WORK TO BE COMPLETED:
Reproduce exactly the line with "find | white paper sheet" and the lines after it. Stop at the last line of the data and include nothing else.

(Natural-language object grounding data)
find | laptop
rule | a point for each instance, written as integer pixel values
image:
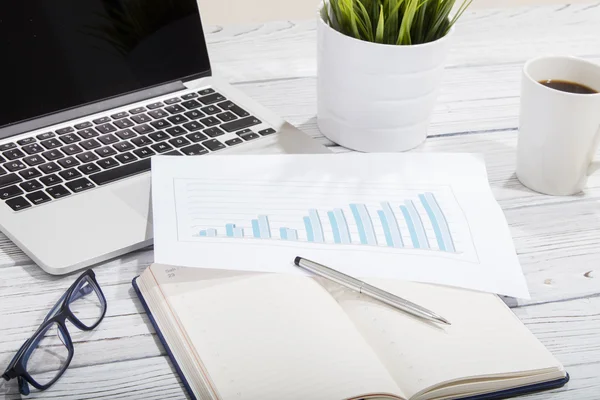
(92, 90)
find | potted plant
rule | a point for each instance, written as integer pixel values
(380, 64)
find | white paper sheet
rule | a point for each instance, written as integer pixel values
(422, 217)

RESULT OF THE EXERCISE:
find | white paper sheet
rule | a point for each instance, written as integer pixel values
(422, 217)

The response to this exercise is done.